**Quoted text:**
[BEGIN]

Monday, January 16, 2012
Disrespect
So, exciting things are going on in the world of decor at the stokes houe!! But more on that later today I just need to vent for just one moment, because I get tired of being that last straw and seems to happen to me a lot. Maybe it's because I'm not someone to hold it in, I either choose to let it go or just go ahead and get it off my chest. However it seems some women hold on to things and let them build and build and somehow I always wind up smack dab in the middle of the word bomb when it happens, and I've got to tell you it's a little hurtful. I work very hard to be as easy going as possible because I know I AM NOT a confrontational person, never have been I hate arguments, yelling, all of it. It gets my adrenaline going worse then when you hear those sirens going on the radio and they're calling your unit emergency. So yesterday I got word bombed bad, in the middle of craziness at work by someone that consider myself somewhat friends with. All because I was the last straw and what I did didn't even make her mad! So now I'm frustrated because for one she never apologized which means deep down she thinks she had a right to do what she did, which hurts, and two I'm frustrated because yet again I did not stand up for myself. I can't come up with snappy comebacks in the heat of an argument, I come up with them like twenty minutes later. O well like Casey says over and done with, put it aside and enjoy the new day, and this is going to be a GREAT day. I get to hang out with my mom and aunt Helen ( well technically great aunt but nobody cares). So yippee for a good Monday!!
Tuesday, January 10, 2012
Gloomy days
Gloomy days always make me feel soo lazy. Like today for instance it stays dark in my room cause it's so gloomy so very time I open my eyes I think it's not time to get up. I don't ever roll over to actually look at the clock because then gremlin and cinnamon think it really is time to get up and start running around like mad dogs. So this morning it's like 9:45 and the phone is ringing and that's when I finally get up. Crazy I know, but I really didn't think it was that late. So needless to say my day was automatically behind schedule, but on the plus side I got the important errands done with only minor to major faux pas some of which could have been avoided if people would actually pass on my messages for Casey to call me. Biggest booboo was taking something back to home depot and asking for store credit, but instead he lady tdecided to put it back on the credit card. Which would have been ok had she put it on the credit card and not one of the gift cards we used :/. O well try again tomorrow. On the upside I made it to kickboxing tonight!! Very proud of myself, and I attempted a little jogging, and by little I men it took ten minutes to go half a mile. But baby steps right?? On the downside I need an elf to follow me around and smack my snacking hand. Today would have been a good day food wise otherwise. Ah but tomorrow is a new day.

[END]

**Short task 1:**
Edit the records starting at the line containing "For each instance of the blue" and ending at the end of the records, replacing "drop" with "place" and leaving all else unchanged; give only those lines.

**Listed entries:**
[BEGIN]

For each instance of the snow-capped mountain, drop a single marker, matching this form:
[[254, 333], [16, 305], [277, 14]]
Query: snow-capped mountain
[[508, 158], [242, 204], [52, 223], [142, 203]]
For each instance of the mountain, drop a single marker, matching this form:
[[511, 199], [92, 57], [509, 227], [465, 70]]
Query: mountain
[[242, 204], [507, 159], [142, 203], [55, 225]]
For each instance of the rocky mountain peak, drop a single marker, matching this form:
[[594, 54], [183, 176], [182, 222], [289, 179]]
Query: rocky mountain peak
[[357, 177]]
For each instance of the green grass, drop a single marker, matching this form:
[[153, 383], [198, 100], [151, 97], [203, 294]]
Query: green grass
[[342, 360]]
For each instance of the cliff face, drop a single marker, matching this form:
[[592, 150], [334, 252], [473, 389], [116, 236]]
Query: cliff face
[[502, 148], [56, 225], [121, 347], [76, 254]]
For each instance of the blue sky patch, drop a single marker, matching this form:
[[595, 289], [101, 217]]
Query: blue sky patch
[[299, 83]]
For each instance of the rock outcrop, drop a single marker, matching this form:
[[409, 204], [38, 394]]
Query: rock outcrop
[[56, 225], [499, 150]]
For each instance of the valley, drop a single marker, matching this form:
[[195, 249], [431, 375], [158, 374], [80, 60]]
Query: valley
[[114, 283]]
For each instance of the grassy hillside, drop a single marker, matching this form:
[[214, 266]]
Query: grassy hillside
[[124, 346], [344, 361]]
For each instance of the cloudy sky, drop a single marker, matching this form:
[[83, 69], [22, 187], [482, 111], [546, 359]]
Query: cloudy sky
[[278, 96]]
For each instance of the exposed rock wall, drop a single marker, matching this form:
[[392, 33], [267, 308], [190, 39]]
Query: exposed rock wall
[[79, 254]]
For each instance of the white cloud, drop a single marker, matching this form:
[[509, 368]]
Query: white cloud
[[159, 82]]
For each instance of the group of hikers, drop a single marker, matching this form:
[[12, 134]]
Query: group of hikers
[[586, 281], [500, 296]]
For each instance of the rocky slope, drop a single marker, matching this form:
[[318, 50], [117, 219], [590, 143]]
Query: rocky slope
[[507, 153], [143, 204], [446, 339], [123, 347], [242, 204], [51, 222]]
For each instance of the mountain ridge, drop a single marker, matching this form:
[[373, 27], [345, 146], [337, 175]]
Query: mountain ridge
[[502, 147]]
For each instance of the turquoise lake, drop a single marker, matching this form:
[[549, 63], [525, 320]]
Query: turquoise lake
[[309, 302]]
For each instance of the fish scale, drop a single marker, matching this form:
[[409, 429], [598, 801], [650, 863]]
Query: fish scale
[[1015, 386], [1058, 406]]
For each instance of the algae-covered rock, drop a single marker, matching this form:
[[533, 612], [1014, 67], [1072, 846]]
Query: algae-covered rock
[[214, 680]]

[END]

**Short task 2:**
Answer these questions from the blog posts:
(a) In the "Disrespect" post, whom does the writer get to spend the day with?
(b) In the "Gloomy days" post, about what time was it when the phone rang?
(c) How long did it take the writer to jog half a mile?

**Final answer 1:**
For each instance of the blue sky patch, place a single marker, matching this form:
[[595, 289], [101, 217]]
Query: blue sky patch
[[299, 83]]
For each instance of the rock outcrop, place a single marker, matching this form:
[[409, 204], [38, 394]]
Query: rock outcrop
[[56, 225], [499, 150]]
For each instance of the valley, place a single marker, matching this form:
[[195, 249], [431, 375], [158, 374], [80, 60]]
Query: valley
[[114, 283]]
For each instance of the grassy hillside, place a single marker, matching this form:
[[214, 266]]
Query: grassy hillside
[[124, 346], [344, 361]]
For each instance of the cloudy sky, place a single marker, matching this form:
[[83, 69], [22, 187], [482, 111], [546, 359]]
Query: cloudy sky
[[278, 96]]
For each instance of the exposed rock wall, place a single marker, matching this form:
[[392, 33], [267, 308], [190, 39]]
Query: exposed rock wall
[[79, 254]]
For each instance of the white cloud, place a single marker, matching this form:
[[509, 368]]
Query: white cloud
[[159, 82]]
For each instance of the group of hikers, place a single marker, matching this form:
[[12, 134]]
Query: group of hikers
[[586, 281], [500, 296]]
For each instance of the rocky slope, place a single marker, matching this form:
[[318, 50], [117, 219], [590, 143]]
Query: rocky slope
[[507, 153], [143, 204], [446, 339], [123, 347], [242, 204], [51, 222]]
For each instance of the mountain ridge, place a single marker, matching this form:
[[373, 27], [345, 146], [337, 175]]
Query: mountain ridge
[[502, 147]]
For each instance of the turquoise lake, place a single marker, matching this form:
[[549, 63], [525, 320]]
Query: turquoise lake
[[309, 302]]
For each instance of the fish scale, place a single marker, matching this form:
[[409, 429], [598, 801], [650, 863]]
Query: fish scale
[[1015, 386], [1058, 406]]
For each instance of the algae-covered rock, place a single marker, matching this form:
[[533, 612], [1014, 67], [1072, 846]]
Query: algae-covered rock
[[214, 680]]

**Final answer 2:**
(a) The writer's mom and aunt Helen, who is technically a great aunt.
(b) It was about 9:45.
(c) It took ten minutes.